▶ [TASK DESCRIPTION]:
Set down each record exactly as written.

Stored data
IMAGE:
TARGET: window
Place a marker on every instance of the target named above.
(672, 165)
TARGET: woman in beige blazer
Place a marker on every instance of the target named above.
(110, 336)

▶ [EXERCISE RESULT]:
IMAGE:
TARGET: window
Place a marker on every instance of the target named above.
(672, 165)
TARGET: woman in beige blazer
Place a marker on every instance of the target named above.
(110, 336)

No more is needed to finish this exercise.